WORK TO DO
Omit all images, then return the remaining material exactly as it stands.

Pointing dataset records
-----
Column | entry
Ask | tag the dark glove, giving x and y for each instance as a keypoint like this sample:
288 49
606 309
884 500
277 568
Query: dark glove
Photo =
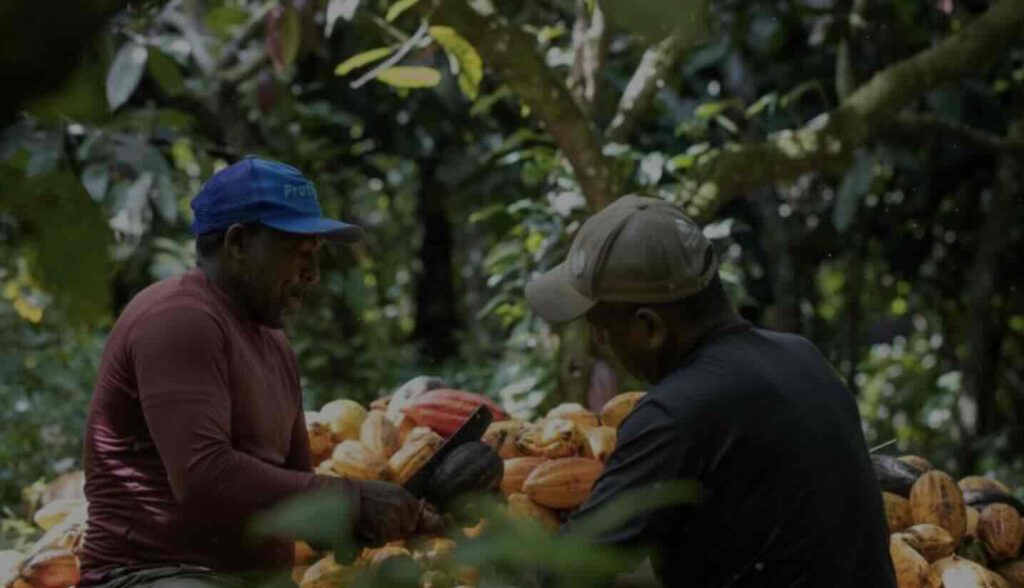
389 512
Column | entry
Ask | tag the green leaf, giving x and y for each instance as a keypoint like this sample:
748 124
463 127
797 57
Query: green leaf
852 190
470 65
339 9
166 72
284 37
397 8
410 77
364 58
655 19
125 73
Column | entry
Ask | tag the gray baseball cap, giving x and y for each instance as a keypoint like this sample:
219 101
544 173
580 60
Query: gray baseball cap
636 250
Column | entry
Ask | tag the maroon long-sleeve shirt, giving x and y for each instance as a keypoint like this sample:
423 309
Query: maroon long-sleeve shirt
196 424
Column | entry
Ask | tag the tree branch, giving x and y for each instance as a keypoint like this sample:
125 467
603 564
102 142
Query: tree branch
723 174
510 52
590 41
654 66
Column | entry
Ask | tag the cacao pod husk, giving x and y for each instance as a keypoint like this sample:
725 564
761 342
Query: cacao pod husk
999 531
520 506
955 571
1012 572
935 499
919 462
516 471
344 417
552 438
50 569
501 435
615 410
931 541
379 435
894 475
563 483
321 442
574 412
352 460
912 570
600 443
897 512
980 483
445 410
410 390
421 444
469 468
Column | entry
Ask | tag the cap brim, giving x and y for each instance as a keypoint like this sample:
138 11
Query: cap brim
326 227
554 299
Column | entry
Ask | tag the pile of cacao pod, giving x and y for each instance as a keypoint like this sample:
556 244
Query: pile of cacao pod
541 469
948 534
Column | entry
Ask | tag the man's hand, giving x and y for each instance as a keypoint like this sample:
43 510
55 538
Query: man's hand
389 512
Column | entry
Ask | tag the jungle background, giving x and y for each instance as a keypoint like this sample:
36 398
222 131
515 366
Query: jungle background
856 162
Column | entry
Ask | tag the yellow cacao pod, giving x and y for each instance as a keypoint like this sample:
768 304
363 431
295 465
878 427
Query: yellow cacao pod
516 471
379 435
352 460
520 506
600 443
413 454
562 483
980 483
931 541
574 412
345 417
912 570
1012 572
999 531
615 410
502 434
918 462
972 521
897 511
551 437
954 572
321 442
936 500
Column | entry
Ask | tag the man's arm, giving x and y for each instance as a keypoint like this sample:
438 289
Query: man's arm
181 371
651 449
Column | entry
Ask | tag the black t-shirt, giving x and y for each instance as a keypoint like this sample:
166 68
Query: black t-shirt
763 422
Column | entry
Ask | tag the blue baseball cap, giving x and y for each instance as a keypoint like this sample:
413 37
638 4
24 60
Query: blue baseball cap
268 193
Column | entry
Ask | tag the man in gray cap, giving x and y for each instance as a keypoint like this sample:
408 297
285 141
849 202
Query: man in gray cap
759 419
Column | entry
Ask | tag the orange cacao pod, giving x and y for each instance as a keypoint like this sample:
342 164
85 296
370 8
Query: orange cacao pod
615 410
445 410
516 471
936 500
520 506
600 443
999 531
562 483
897 511
501 435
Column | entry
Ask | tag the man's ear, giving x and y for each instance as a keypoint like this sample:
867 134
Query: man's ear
654 329
237 242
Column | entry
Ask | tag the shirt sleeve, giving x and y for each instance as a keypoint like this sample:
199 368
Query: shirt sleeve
652 448
180 363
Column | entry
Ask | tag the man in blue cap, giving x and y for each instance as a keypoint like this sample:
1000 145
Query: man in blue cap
197 420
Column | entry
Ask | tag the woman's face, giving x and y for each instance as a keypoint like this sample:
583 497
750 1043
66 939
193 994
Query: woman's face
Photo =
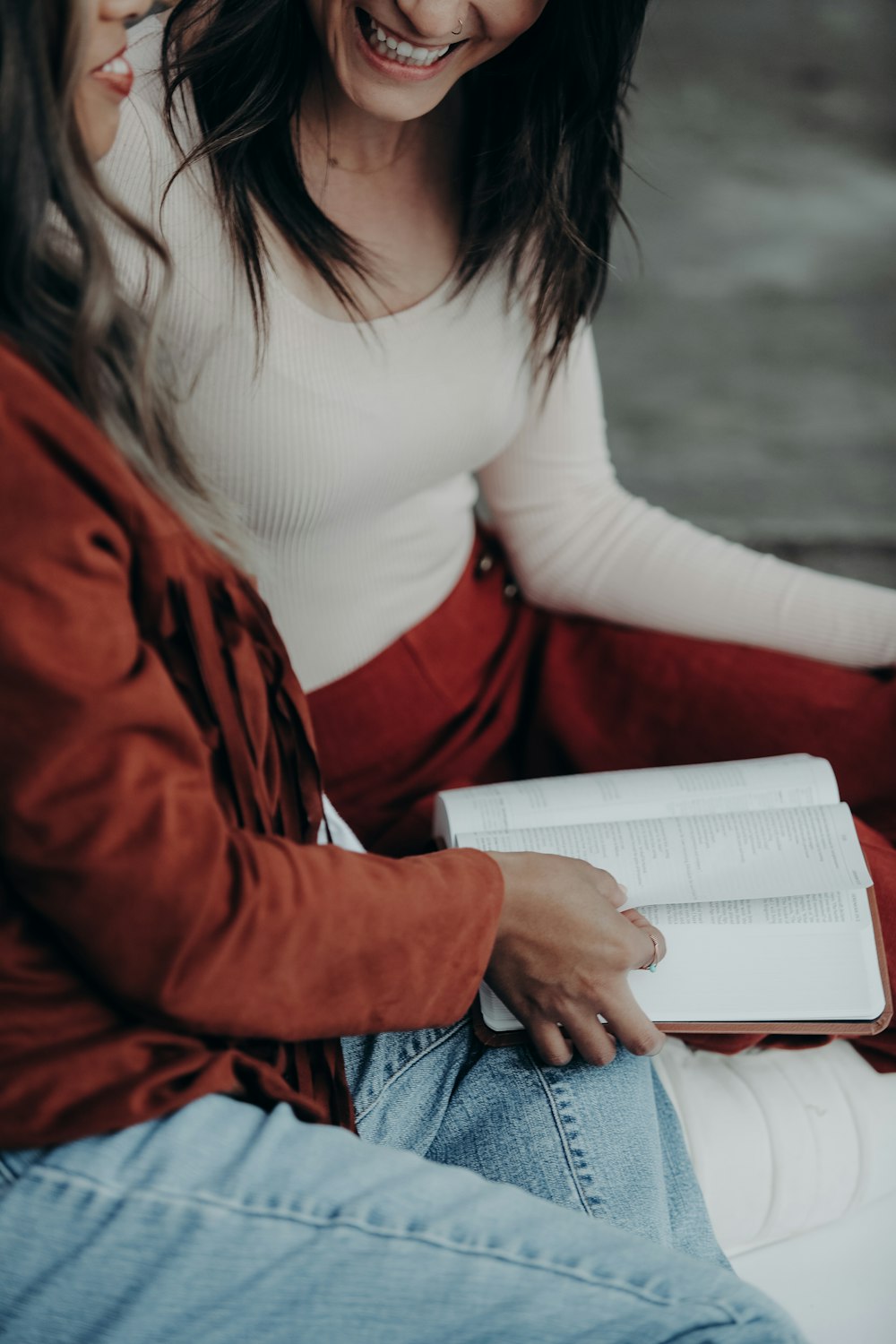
397 59
107 77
-----
RESULT
Column | entry
Ask | tag the dark glove, giving x and y for each instance as a keypoint like this sample:
288 49
606 309
884 500
277 568
Query: dark glove
Photo =
389 512
Column | entry
Ask | tag the green leaf, giving x and y for each instance as a keypoint like this sample:
748 124
463 127
797 57
Query: green leaf
852 190
470 65
339 9
166 72
284 37
397 8
410 77
364 58
655 19
125 73
Column | entry
Ask | tag the gray baseball cap, giving x and y for each instance as a keypoint like this sample:
219 101
544 173
580 60
Query: gray baseball cap
636 250
Column | entry
Ask | tag the maroon long-sleeve shirt, giving x and y for each instance as a keypoint like this sample:
423 309
Query: maroon long-sleeve shirt
196 424
Column | entry
Ask | tag the tree branch, giving x and y for each instance as a keypoint like this sample:
125 467
603 564
102 142
Query: tree branch
723 174
510 52
590 41
654 66
Column | entry
Ask | tag the cacao pod husk, giving x and y for each instance as a keypoint like this sample:
725 564
761 342
Query: cacao pod husk
999 531
520 506
955 571
1012 572
935 499
919 462
516 471
344 417
552 438
50 569
501 435
615 410
931 541
379 435
894 475
563 483
321 442
574 412
352 460
912 570
600 443
897 512
980 483
445 410
410 390
421 444
469 468
Column | entry
Ask | tag the cap brim, giving x and y for each instance as a keypoint like this sample:
138 11
Query: cap brim
326 227
554 299
Column | entry
Ask | tag the pile of cacao pod, giving x and y for each instance as a keypoint like this sample:
556 244
Query: pile of cacao pod
541 469
948 534
Column | entry
Ask | tag the man's hand, giving x and y for each instance as a keypoint like this sample:
43 510
55 538
Query: man's hand
389 512
Column | entry
Ask | tag the jungle background, giving x and y for each instance as a keypoint like this sample:
36 398
222 131
515 366
Query: jungle background
856 162
Column | entry
Ask | tag the yellow cacao pod, giving x and y for each instance as a keypoint like this sample:
768 304
363 431
295 465
878 427
Query: yellow cacao pod
516 471
379 435
352 460
520 506
600 443
413 454
562 483
980 483
931 541
574 412
345 417
912 570
1012 572
999 531
615 410
502 434
918 462
972 521
897 511
551 437
954 572
321 442
936 500
Column | entry
Ask | tag the man's arm, giving x and y for each instance as a keypoint like this sample:
438 289
Query: man's arm
181 371
651 449
Column | entry
Ask | tag the black t-shirt, giving x and y for each instance as a keypoint like this sample:
166 68
Query: black t-shirt
763 422
Column | entry
Ask | tag the blue baseball cap, giving x and y for each instance as a keypoint like this sample:
413 37
638 4
24 60
Query: blue baseball cap
268 193
Column | entry
Ask | tag the man in gray cap, giving x and y for each instance as a keypoint like this sample:
408 297
285 141
849 202
Query: man in gray cap
759 419
Column | entry
Ask | tag the orange cacao pod, giving x and y for each instance as a keypoint like this sample:
342 164
85 296
370 8
Query: orange cacao pod
615 410
445 410
516 471
936 500
520 506
600 443
999 531
562 483
897 511
501 435
Column | entry
Ask | tag the man's ear, giving x and y for each instance as a keypoint like this sample:
867 134
Query: man's ear
654 329
237 242
Column | entry
Ask | tag the shirt sleeve, giving x and y for each instance as a keypoint like this sample:
199 368
Query: shirt sleeve
652 448
180 363
Column | entry
Ask | tag the man in blue cap, giving x and y for each instance as a keypoint like this sample:
1000 145
Query: man in blue cap
197 420
Column | entry
Ask | tag the woman's face, giving x and y for each instance as a keypoint like this sample:
583 497
750 1043
66 939
193 994
Query: woman's face
Photo =
397 59
107 77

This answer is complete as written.